## BRIEF
Transcribe the listing exactly, leaving out every picture.

## ENTRIES PROVIDED
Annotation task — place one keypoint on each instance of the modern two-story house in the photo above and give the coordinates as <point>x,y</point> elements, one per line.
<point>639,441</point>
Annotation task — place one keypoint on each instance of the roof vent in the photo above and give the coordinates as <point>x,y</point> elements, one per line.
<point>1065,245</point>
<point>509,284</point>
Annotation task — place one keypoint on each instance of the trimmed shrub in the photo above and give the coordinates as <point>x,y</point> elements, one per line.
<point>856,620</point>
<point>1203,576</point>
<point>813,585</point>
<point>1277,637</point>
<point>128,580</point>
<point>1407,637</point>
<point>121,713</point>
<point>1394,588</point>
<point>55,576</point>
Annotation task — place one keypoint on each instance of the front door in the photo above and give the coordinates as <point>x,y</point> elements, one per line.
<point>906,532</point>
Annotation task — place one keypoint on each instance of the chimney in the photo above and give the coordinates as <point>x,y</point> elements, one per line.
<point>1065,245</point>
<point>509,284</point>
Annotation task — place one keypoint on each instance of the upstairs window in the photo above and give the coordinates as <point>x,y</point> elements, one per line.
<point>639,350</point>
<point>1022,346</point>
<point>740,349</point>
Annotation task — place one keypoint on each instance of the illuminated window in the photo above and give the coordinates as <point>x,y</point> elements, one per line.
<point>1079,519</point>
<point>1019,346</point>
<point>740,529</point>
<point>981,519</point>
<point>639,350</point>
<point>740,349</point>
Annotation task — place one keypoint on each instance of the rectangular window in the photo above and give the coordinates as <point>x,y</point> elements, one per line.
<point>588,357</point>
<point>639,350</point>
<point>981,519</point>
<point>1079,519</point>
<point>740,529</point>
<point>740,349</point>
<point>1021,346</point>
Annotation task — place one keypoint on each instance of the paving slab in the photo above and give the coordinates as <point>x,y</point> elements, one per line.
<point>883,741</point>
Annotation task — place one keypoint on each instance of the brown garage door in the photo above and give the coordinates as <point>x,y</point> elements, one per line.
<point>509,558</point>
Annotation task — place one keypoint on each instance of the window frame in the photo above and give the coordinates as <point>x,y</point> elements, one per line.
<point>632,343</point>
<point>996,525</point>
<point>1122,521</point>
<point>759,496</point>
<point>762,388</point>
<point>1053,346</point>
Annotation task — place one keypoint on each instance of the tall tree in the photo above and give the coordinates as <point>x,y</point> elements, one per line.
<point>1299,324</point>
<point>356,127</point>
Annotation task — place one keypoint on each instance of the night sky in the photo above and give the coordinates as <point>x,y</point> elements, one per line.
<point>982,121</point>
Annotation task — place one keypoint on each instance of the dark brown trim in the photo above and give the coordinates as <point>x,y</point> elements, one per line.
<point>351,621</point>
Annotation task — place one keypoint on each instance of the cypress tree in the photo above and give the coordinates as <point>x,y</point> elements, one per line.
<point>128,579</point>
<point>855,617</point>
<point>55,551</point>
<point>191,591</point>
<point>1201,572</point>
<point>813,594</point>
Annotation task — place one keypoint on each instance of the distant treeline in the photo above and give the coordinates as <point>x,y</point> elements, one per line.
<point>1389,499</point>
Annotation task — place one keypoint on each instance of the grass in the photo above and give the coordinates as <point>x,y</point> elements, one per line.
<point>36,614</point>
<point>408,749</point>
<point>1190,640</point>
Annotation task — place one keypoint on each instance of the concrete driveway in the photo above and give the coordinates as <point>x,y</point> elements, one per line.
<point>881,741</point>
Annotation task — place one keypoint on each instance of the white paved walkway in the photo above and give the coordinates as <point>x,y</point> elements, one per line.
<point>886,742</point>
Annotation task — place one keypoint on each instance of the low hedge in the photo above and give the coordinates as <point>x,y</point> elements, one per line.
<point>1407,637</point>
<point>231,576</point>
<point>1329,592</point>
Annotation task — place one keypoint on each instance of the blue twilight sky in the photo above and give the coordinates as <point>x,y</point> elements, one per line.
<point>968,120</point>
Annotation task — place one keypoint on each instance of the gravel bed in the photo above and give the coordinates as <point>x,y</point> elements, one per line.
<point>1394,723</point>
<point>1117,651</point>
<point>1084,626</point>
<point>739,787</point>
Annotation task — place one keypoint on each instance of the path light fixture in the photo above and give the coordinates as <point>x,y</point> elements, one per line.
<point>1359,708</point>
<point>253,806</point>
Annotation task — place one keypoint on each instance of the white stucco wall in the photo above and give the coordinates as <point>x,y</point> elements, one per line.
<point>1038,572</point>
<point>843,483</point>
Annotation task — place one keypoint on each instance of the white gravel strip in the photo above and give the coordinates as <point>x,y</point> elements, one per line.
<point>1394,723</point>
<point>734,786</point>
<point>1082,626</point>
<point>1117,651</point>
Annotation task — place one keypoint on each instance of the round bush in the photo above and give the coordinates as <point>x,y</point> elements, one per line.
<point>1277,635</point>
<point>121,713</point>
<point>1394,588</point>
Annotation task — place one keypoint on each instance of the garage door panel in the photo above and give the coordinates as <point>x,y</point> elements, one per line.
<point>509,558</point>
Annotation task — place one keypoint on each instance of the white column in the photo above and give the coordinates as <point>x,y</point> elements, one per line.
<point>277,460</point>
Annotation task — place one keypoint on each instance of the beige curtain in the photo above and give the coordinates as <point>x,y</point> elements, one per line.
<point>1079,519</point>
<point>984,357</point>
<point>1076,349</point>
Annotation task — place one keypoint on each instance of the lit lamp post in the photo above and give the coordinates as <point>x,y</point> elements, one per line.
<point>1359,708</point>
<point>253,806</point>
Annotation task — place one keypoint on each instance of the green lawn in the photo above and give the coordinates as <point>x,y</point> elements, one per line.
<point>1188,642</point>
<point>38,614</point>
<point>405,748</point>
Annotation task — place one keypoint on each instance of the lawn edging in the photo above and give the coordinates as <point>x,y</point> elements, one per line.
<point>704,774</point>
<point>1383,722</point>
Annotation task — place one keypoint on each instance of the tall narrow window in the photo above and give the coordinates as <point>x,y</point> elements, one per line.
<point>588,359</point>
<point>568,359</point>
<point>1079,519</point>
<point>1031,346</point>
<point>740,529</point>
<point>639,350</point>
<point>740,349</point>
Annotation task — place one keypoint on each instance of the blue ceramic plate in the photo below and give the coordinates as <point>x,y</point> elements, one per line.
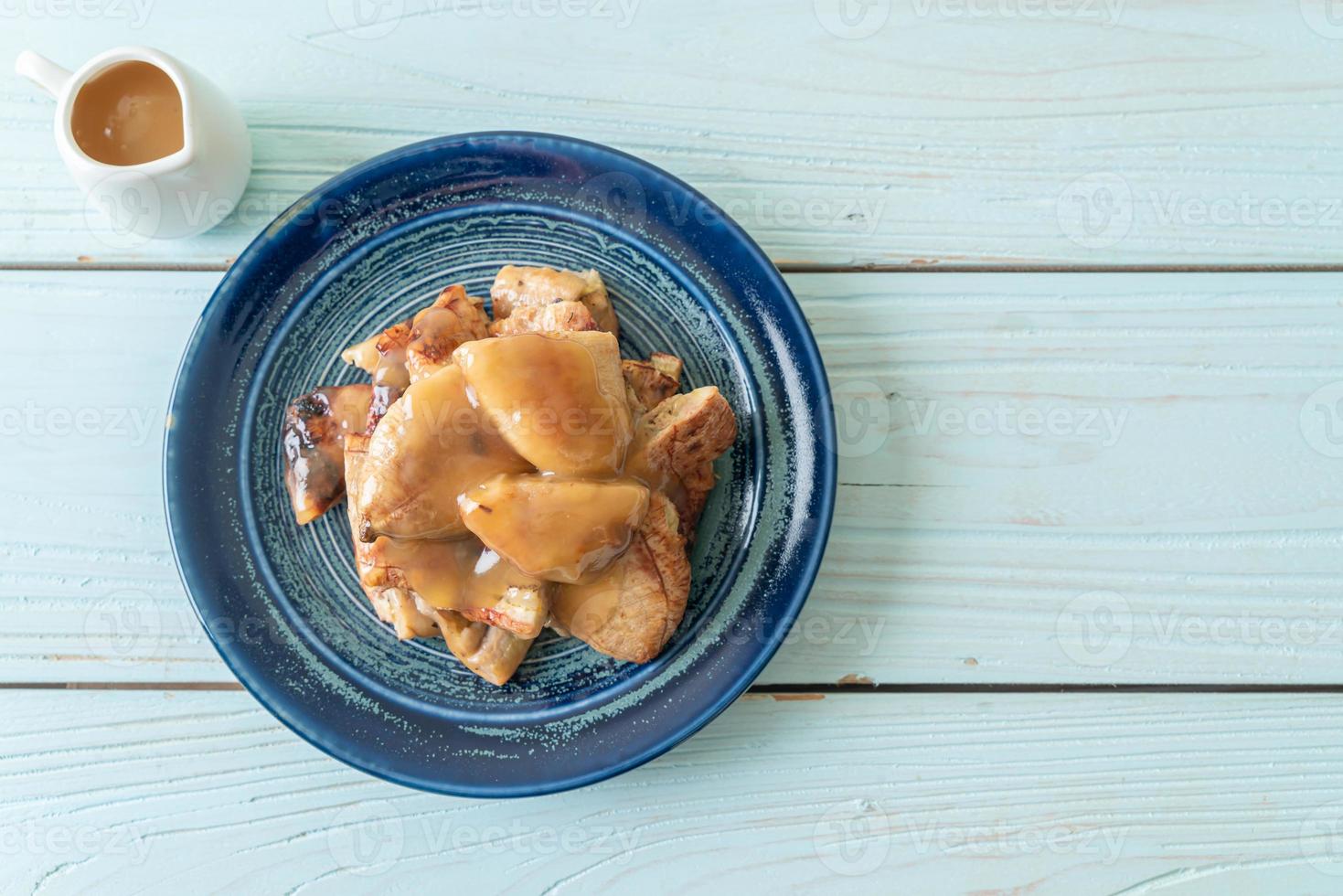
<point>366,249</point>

## RESPONSE
Annotation task — place one keypoint on each instance of the modern two-story house in the photo above and give the coordinates as <point>x,y</point> elements, one per line.
<point>639,441</point>
Annotation task — place one keypoint on each instance of the roof vent in the photo above and give the coordinates as <point>x,y</point> elements, one per line.
<point>1065,245</point>
<point>509,284</point>
Annotation task — place one keypoint on each instance of the trimmed shrub in the photo above and give the coordinates as <point>x,y</point> elements, one per line.
<point>856,620</point>
<point>1203,576</point>
<point>813,585</point>
<point>1277,637</point>
<point>128,580</point>
<point>1407,637</point>
<point>121,713</point>
<point>1394,588</point>
<point>55,576</point>
Annotation task — place one keypoint on each instance of the front door in the photo above and give the coordinates as <point>x,y</point> elements, one per line.
<point>906,532</point>
Annotation task — place one keypoint on each instance of the chimney in the photo above and give the coordinates as <point>x,y</point> elements, one per line.
<point>1065,245</point>
<point>509,284</point>
Annotation task — place one keypoint on each instance of the upstairs window in the photo above and give the coordinates as <point>x,y</point> elements, one per line.
<point>639,350</point>
<point>1022,346</point>
<point>740,349</point>
Annotation task — place one keypoint on each instance of the illuminated window in the photo above and give the coordinates as <point>x,y</point> elements, one per line.
<point>1079,519</point>
<point>1019,346</point>
<point>740,529</point>
<point>981,519</point>
<point>639,350</point>
<point>740,349</point>
Annotation task — place one keypoint on each instance of the rectangular window in the photo above and give the coordinates as <point>x,y</point> elements, one per line.
<point>588,357</point>
<point>639,350</point>
<point>981,519</point>
<point>1079,519</point>
<point>740,529</point>
<point>740,349</point>
<point>1021,346</point>
Annotation task — place one keypoint on each instance of the paving slab in the photo above and give the coordinates as <point>x,y</point> elements, one per line.
<point>883,741</point>
Annotation task — place one keypoint on each instance of the brown garage door in the photo above and give the coordinates as <point>x,y</point> elements, one per line.
<point>509,558</point>
Annotation task — place one keypoint on each instance of the window frame in the photo above and give the coordinates as <point>x,y</point> elements, one per line.
<point>632,343</point>
<point>996,525</point>
<point>1122,521</point>
<point>759,496</point>
<point>762,388</point>
<point>1053,346</point>
Annotation task — place one keypoint on each instance of the tall tree in the photo above and give the coordinates as <point>x,y</point> elements, one per line.
<point>1299,324</point>
<point>356,127</point>
Annotation task — place one keypoint on each instance of the night sky in the photo above and give the coordinates as <point>x,y</point> elements, one per line.
<point>982,121</point>
Annotation task — place one keypoint on each instance of the dark brown trim in the photo above and give the coordinates as <point>x,y</point> elements, one per line.
<point>351,621</point>
Annotation task — place one keypoint on each instance of the cypress tree in the photo above and give the coordinates as <point>x,y</point> elements, one per line.
<point>128,579</point>
<point>855,617</point>
<point>55,551</point>
<point>191,591</point>
<point>1201,572</point>
<point>813,594</point>
Annotation task — place one keypoint on each instance of the distant treeline in the photo above and give the coordinates as <point>x,y</point> elements, one per line.
<point>1389,499</point>
Annotation task — place one keypoint on each instance of the grass in the photo above and give the coordinates as <point>x,y</point> elements, one per line.
<point>36,614</point>
<point>408,749</point>
<point>1190,640</point>
Annotation task — place one keypoint on each instance of the concrete driveway in the photo above and give the coordinates as <point>x,y</point> elements, one per line.
<point>881,741</point>
Annotation task — place one keypoint on each instance of the white paved walkway in the photo above and give the coordinates as <point>x,y</point> elements, one per line.
<point>886,742</point>
Annotation task — place one keypoint on each instance of the low hedge in the photo above and give the coordinates as <point>x,y</point> elements, one per line.
<point>1407,637</point>
<point>231,576</point>
<point>1329,592</point>
Annotation task — place one keypoint on each instance of the blue twilight sky in the photo above and give the coordinates as <point>x,y</point> elements, one per line.
<point>968,120</point>
Annotation task — place one keypoint on each instance of the gravel bed in the photo above and give the coordinates as <point>x,y</point> elements, one per line.
<point>1394,723</point>
<point>1117,651</point>
<point>1084,626</point>
<point>739,787</point>
Annotation task — place one keypoint on each instance of the path light fixture in the photo above and give the coordinates as <point>x,y</point> elements, one per line.
<point>1359,708</point>
<point>253,806</point>
Annotation task — place one keypoint on each instance of the white stucco wall in the photo above and give the coordinates as <point>x,y</point> elements, one per line.
<point>1038,572</point>
<point>843,483</point>
Annotation task — place one keypoint on each instance of the white gravel strip in the photo above and give the coordinates as <point>x,y</point> elements, one per line.
<point>1394,723</point>
<point>734,786</point>
<point>1082,626</point>
<point>1117,651</point>
Annotation task — place one keypoint on each instance of the round bush in the photo above and give the coordinates as <point>x,y</point> elements, one per line.
<point>1277,635</point>
<point>121,713</point>
<point>1394,588</point>
Annotation task — place one keypoint on each instance of the garage door panel in the photo above and give the coordinates as <point>x,y</point> elements, one per line.
<point>509,558</point>
Annotation task — place one keypoint on each instance of the white column in the photo above and give the coordinates as <point>x,y</point> elements, one per line.
<point>277,460</point>
Annotation task — place one keypoint on each instance of the beige curtain in the photo above and give the coordinates as <point>x,y</point> elements, one per line.
<point>1079,519</point>
<point>984,357</point>
<point>1076,349</point>
Annotation task — place one keypoint on each instance of the lit lamp post in the photo above and give the coordinates as <point>x,y</point> elements, one per line.
<point>1359,708</point>
<point>253,806</point>
Annotation task — place one keypoint on each instance of the green lawn in the photo above and give the coordinates as <point>x,y</point> elements, one per line.
<point>1188,642</point>
<point>38,614</point>
<point>405,748</point>
Annotation task — place one keypoint on each instance of the lawn edging in the photo above and give the coordinates as <point>x,y</point> elements, one per line.
<point>704,774</point>
<point>1383,722</point>
Annotation task — place one keypoint on each instance of the tall narrow window in the photo above and give the coordinates as <point>x,y</point> elements, one per line.
<point>588,359</point>
<point>568,359</point>
<point>1079,519</point>
<point>1031,346</point>
<point>740,529</point>
<point>639,350</point>
<point>740,349</point>
Annotation task — place one keypoint on each instance of the blue ceramic plate in the photo below and give the coordinates as <point>x,y</point> elements, one per line.
<point>366,249</point>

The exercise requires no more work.